• _WHAT IS REQUIRED_
In the text on HIV-1 Tat secretion, which three residues form the PI(4,5)P2 binding site?

Structural Insights into the Mechanism of HIV-1 Tat Secretion from the Plasma Membrane

• Published in: Journal of molecular biology Vol. 435; no. 2; p. 167880
• Main Authors: Ghanam, Ruba H., Eastep, Gunnar N., Saad, Jamil S.
• Format: Journal Article
• Language: English
• Published: Netherlands Elsevier Ltd 30.01.2023
• Subjects: Arginine - metabolism; Cell Membrane - metabolism; HIV Infections - metabolism; HIV-1; HIV-1 - genetics; HIV-1 - metabolism; Humans; Lipids; membrane; PI(4,5)P2; Protein Binding; Protein Transport; RNA, Viral - metabolism; secretion; Tat; tat Gene Products, Human Immunodeficiency Virus - chemistry; tat Gene Products, Human Immunodeficiency Virus - metabolism; HIV-1; CSP; membrane; PS; Tat; IP3; PI(4,5)P2; NMR; secretion; PC; DPC; ND; HBR; ITC; NOESY; HSQC; PM; PI(4,5)P
• ISSN: 0022-2836; 1089-8638
• DOI: 10.1016/j.jmb.2022.167880

[Display omitted] •Molecular determinants of HIV-1 Tat binding to membrane are defined.•The Arg49-Lys50-Lys51 (RKK) motif is the PI(4,5)P2 binding site.•The arginine-rich motif preferentially binds to phosphatidylserine.•Trp11 is a critical residue for membrane penetration. Human immunodeficiency virus type 1 (HIV-1) trans-activator of transcription (Tat) is a small, intrinsically disordered basic protein that plays diverse roles in the HIV-1 replication cycle, including promotion of efficient viral RNA transcription. Tat is released by infected cells and subsequently absorbed by healthy cells, thereby contributing to HIV-1 pathogenesis including HIV-associated neurocognitive disorder. It has been shown that, in HIV-1-infected primary CD4 T-cells, Tat accumulates at the plasma membrane (PM) for secretion, a mechanism mediated by phosphatidylinositol 4,5-bisphosphate (PI(4,5)P2). However, the structural basis for Tat interaction with the PM and thereby secretion is lacking. Herein, we employed NMR and biophysical methods to characterize Tat86 (86 amino acids) interactions with PI(4,5)P2 and lipid nanodiscs (NDs). Our data revealed that Arg49, Lys50 and Lys51 (RKK motif) constitute the PI(4,5)P2 binding site, that Tat86 interaction with lipid NDs is dependent on PI(4,5)P2 and phosphatidylserine (PS), and that the arginine-rich motif (RRQRRR) preferentially interacts with PS. Furthermore, we show that Trp11, previously implicated in Tat secretion, penetrates deeply in the membrane; substitution of Trp11 severely reduced Tat86 interaction with membranes. Deletion of the entire highly basic region and Trp11 completely abolished Tat86 binding to lipid NDs. Our data support a mechanism by which HIV-1 Tat secretion from the PM is mediated by a tripartite signal consisting of binding of the RKK motif to PI(4,5)P2, arginine-rich motif to PS, and penetration of Trp11 in the membrane. Altogether, these findings provide new insights into the molecular requirements for Tat binding to membranes during secretion.

Referring expression pointing data

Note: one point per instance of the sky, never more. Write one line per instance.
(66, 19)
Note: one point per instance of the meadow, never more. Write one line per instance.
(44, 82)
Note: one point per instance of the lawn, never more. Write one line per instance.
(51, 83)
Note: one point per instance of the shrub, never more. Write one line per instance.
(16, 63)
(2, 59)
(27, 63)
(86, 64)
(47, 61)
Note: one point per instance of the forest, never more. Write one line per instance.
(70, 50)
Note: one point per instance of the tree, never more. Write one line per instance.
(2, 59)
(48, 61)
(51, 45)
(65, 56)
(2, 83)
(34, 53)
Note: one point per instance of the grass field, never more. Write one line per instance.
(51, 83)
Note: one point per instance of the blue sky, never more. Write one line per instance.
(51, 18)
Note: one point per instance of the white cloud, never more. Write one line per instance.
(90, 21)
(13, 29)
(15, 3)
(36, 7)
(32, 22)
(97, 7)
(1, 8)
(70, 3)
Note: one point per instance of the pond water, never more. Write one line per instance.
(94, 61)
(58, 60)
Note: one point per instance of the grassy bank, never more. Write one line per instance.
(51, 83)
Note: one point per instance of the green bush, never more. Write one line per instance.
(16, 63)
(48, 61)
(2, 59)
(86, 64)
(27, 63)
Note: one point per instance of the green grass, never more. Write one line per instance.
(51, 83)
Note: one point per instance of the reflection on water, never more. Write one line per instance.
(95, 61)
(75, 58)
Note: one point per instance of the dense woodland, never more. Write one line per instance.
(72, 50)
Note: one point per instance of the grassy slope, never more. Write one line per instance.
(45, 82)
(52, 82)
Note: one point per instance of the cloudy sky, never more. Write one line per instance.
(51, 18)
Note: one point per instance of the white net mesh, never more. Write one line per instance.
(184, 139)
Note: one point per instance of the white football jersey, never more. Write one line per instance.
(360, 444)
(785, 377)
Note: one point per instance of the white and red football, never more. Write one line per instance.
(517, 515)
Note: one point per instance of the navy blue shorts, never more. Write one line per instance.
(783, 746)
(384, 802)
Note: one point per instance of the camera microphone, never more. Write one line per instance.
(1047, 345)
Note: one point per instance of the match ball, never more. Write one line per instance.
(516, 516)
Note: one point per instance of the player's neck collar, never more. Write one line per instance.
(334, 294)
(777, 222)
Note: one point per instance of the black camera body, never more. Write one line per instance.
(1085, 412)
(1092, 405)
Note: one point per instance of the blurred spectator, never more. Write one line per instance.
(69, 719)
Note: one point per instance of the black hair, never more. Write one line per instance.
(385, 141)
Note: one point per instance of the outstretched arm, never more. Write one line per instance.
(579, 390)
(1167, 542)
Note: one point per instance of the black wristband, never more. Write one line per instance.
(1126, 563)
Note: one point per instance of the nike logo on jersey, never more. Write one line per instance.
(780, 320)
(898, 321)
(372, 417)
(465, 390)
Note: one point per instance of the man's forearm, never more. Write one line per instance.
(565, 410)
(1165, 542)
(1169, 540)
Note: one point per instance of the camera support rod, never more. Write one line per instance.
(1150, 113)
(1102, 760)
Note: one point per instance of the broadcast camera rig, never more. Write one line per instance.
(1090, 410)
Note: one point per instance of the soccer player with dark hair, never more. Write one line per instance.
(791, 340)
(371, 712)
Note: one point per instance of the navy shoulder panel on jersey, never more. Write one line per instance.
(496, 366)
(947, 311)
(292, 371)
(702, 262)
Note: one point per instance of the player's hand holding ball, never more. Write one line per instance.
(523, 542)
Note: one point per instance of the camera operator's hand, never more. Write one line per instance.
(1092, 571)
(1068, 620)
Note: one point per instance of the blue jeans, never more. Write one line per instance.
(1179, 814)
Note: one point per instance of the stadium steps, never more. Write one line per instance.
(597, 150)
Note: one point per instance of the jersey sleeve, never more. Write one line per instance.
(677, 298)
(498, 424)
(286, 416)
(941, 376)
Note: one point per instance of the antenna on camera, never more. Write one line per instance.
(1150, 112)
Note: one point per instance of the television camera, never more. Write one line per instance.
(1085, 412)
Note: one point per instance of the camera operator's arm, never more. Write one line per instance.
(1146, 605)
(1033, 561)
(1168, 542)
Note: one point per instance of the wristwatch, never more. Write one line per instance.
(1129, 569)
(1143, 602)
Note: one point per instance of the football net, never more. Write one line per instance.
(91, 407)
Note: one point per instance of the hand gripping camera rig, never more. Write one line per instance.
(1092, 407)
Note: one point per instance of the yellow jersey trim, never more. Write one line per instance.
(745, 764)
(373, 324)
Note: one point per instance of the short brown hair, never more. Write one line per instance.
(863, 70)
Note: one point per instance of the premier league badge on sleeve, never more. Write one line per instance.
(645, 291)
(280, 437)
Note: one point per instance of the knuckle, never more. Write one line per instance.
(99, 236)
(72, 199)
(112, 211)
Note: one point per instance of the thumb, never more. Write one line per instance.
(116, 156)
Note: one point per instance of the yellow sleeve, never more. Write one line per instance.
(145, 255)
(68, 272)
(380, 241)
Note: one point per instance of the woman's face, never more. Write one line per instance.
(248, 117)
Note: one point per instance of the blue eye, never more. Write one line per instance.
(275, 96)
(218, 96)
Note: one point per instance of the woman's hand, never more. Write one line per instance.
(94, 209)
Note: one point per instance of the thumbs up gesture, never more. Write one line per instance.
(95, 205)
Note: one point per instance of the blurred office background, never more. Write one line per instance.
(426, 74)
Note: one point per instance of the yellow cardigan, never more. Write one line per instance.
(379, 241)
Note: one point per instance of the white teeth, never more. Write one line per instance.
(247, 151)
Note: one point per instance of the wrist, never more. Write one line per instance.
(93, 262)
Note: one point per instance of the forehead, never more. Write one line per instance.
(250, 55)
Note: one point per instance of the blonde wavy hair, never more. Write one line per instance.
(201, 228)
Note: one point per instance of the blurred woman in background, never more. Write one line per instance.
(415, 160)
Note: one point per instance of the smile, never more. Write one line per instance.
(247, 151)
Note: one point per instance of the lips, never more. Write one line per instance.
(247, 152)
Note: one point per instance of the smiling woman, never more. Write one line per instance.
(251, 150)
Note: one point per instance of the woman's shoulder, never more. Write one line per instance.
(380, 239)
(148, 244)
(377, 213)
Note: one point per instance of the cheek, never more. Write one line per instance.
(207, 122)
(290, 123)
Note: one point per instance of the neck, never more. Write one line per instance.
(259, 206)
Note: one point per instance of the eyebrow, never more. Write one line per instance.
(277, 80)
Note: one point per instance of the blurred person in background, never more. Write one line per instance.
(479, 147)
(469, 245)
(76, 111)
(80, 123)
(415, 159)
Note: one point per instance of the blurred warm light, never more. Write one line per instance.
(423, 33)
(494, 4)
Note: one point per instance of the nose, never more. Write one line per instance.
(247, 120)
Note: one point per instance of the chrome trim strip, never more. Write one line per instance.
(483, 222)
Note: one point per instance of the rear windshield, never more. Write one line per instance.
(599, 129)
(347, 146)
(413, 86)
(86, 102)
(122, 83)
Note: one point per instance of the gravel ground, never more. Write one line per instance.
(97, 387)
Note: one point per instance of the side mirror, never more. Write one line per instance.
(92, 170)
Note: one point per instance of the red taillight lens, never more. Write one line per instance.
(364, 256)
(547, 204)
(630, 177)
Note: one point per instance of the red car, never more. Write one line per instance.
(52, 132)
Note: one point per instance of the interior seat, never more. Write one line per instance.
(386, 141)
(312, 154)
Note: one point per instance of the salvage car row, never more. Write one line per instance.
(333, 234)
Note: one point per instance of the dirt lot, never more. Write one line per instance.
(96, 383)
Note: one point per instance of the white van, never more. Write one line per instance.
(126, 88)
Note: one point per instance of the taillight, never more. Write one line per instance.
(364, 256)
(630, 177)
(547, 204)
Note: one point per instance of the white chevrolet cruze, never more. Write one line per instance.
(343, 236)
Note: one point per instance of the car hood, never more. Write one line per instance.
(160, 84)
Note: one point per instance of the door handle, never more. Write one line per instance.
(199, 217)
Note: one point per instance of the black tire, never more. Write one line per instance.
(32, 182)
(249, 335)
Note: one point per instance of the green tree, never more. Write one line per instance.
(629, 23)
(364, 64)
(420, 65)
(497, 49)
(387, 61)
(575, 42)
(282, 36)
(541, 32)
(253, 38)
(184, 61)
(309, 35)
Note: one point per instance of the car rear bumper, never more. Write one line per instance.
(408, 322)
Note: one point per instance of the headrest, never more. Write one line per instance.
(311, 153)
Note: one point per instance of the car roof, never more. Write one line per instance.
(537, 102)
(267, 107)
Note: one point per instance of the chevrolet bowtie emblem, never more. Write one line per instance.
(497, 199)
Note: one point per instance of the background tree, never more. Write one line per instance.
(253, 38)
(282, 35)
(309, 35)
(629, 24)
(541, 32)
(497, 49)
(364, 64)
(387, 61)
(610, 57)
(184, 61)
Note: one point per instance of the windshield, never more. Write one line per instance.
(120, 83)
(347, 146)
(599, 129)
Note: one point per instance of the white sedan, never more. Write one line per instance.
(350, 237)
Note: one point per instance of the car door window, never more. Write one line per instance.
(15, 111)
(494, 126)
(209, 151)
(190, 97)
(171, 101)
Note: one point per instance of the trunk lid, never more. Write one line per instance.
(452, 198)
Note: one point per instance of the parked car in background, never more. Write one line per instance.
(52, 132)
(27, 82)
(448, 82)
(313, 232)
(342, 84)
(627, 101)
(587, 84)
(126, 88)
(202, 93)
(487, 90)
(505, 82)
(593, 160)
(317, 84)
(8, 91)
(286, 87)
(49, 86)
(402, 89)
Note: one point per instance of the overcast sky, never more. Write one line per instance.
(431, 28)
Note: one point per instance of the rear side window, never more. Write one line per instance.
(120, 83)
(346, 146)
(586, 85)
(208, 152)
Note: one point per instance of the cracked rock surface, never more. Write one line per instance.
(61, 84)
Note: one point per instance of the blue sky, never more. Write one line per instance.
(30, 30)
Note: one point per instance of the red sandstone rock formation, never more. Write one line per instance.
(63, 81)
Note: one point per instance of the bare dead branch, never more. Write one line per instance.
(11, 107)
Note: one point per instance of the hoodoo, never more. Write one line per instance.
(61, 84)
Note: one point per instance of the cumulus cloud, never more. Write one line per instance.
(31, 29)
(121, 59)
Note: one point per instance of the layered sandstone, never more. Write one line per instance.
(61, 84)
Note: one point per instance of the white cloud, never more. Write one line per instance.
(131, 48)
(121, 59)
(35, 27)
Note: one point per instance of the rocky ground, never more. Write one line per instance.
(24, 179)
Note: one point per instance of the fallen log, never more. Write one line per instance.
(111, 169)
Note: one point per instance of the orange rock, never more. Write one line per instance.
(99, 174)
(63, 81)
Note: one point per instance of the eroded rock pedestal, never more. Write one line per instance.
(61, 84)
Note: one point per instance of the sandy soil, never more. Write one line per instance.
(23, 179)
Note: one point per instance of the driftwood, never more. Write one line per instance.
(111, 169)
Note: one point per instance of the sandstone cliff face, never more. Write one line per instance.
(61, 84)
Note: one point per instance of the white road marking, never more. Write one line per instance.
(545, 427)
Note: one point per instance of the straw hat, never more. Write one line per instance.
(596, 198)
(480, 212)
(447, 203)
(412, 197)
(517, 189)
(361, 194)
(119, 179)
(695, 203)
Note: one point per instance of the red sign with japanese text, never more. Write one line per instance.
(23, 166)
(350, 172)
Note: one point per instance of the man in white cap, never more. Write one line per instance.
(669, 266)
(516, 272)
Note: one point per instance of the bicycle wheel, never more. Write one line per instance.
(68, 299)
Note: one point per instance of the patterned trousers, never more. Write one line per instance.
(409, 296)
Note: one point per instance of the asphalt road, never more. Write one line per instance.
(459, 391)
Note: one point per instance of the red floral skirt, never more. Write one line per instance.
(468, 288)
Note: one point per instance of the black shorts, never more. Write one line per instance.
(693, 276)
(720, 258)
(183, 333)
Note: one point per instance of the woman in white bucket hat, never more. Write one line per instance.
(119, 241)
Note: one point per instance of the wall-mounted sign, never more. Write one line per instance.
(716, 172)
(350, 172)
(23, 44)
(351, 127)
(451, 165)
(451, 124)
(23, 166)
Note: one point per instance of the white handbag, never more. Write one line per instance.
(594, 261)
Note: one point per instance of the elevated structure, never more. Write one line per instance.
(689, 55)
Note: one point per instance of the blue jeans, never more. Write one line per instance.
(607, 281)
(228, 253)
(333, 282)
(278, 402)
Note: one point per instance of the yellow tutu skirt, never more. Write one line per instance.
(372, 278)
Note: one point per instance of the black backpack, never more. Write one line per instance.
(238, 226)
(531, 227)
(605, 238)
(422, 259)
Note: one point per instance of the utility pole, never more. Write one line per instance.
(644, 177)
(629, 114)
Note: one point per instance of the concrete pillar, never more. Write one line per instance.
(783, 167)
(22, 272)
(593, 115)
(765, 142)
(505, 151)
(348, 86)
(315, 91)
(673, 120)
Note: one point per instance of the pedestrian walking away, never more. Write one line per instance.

• _RESULT OF THE EXERCISE_
Arg49, Lys50 and Lys51, which make up the RKK motif.